_RECORDS SHOWN_.
####################

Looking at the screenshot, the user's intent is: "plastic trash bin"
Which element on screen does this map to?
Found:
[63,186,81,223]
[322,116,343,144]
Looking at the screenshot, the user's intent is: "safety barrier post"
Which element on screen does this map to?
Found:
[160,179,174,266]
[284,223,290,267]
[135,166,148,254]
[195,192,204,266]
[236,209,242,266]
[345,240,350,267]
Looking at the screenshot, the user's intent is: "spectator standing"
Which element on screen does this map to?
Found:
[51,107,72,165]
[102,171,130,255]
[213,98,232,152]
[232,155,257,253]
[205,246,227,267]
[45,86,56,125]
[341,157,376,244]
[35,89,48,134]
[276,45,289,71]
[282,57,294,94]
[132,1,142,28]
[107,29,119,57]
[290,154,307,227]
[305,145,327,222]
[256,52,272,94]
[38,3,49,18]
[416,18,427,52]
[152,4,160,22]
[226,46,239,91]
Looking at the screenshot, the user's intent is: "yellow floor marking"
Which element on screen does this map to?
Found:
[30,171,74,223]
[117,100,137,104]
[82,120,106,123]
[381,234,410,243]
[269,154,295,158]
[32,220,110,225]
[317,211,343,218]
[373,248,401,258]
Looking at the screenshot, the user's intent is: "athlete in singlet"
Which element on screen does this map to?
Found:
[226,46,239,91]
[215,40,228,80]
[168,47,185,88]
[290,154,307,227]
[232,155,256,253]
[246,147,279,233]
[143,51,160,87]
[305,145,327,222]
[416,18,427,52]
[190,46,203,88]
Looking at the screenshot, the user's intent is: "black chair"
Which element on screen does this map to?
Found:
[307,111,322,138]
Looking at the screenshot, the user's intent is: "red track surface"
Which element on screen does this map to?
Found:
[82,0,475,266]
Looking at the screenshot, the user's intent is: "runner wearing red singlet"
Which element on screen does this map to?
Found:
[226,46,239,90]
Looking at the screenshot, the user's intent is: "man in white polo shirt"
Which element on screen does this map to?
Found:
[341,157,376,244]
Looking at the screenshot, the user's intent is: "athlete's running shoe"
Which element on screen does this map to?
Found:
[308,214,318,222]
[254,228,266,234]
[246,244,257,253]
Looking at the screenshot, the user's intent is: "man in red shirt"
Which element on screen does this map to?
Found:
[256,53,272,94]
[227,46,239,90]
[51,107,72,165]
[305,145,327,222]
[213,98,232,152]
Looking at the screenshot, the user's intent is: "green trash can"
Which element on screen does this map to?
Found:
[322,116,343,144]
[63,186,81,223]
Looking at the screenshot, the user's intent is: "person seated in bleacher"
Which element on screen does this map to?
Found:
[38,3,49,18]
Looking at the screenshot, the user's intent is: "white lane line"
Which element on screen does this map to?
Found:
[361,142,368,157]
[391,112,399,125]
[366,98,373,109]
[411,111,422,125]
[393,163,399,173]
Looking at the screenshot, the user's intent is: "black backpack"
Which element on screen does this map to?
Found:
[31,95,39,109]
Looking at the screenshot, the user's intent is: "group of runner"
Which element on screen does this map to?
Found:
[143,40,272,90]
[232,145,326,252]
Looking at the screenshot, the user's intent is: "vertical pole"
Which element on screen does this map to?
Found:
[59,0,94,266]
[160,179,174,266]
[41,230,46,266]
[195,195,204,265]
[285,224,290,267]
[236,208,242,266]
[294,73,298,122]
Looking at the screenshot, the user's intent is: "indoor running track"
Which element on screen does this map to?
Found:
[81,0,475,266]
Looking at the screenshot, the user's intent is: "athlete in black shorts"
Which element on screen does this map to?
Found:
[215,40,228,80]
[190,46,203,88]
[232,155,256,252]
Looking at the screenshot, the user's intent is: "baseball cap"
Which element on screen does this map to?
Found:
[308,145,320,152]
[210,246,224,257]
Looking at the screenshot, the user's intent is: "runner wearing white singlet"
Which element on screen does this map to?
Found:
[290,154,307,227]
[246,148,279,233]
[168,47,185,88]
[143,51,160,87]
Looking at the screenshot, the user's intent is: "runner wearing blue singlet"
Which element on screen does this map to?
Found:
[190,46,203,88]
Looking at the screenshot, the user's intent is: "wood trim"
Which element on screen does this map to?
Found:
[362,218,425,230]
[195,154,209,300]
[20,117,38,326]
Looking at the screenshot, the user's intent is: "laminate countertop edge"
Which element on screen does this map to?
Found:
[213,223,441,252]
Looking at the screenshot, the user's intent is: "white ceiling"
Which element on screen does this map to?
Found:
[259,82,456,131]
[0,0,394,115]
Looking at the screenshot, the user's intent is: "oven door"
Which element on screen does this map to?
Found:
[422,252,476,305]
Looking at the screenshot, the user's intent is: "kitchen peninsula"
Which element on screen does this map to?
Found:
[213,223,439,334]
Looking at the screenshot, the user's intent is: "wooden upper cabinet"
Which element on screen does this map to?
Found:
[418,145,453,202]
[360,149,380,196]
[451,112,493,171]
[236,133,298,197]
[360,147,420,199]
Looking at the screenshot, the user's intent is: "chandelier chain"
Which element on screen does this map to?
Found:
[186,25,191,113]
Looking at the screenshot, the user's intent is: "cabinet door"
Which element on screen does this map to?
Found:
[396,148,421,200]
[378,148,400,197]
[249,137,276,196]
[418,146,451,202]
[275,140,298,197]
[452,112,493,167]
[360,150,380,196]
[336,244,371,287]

####################

_WHAT THE EXERCISE ASKS_. Rewrite everything from the start of the listing down through the line containing "[373,248,401,258]", replacing "intent" with "goal" and keeping all else unchanged.

_CORRECT RESULT_.
Looking at the screenshot, the user's goal is: "plastic trash bin"
Which element on screen does this map to?
Found:
[63,186,81,223]
[322,116,343,144]
Looking at the screenshot, the user's goal is: "safety barrier post"
Which element on screen does this map to?
Found:
[160,179,174,266]
[284,223,290,267]
[135,166,148,254]
[195,192,204,266]
[236,209,242,266]
[345,240,350,267]
Looking at the screenshot, the user's goal is: "spectator standing"
Which element on screen does this map to?
Found:
[51,107,72,165]
[102,171,130,255]
[213,98,232,152]
[232,155,257,253]
[205,246,227,267]
[45,86,56,125]
[341,157,376,244]
[35,89,48,134]
[276,45,289,71]
[282,57,294,94]
[132,1,142,28]
[107,29,119,57]
[290,154,307,227]
[305,145,327,222]
[256,52,272,94]
[38,3,49,18]
[416,18,427,52]
[152,4,160,22]
[226,46,239,91]
Looking at the screenshot, the user's goal is: "yellow floor marking"
Which element on screen does this map to?
Found:
[30,171,74,223]
[117,100,137,104]
[82,120,106,123]
[381,234,410,243]
[269,154,295,158]
[32,220,110,225]
[317,211,343,218]
[373,248,401,258]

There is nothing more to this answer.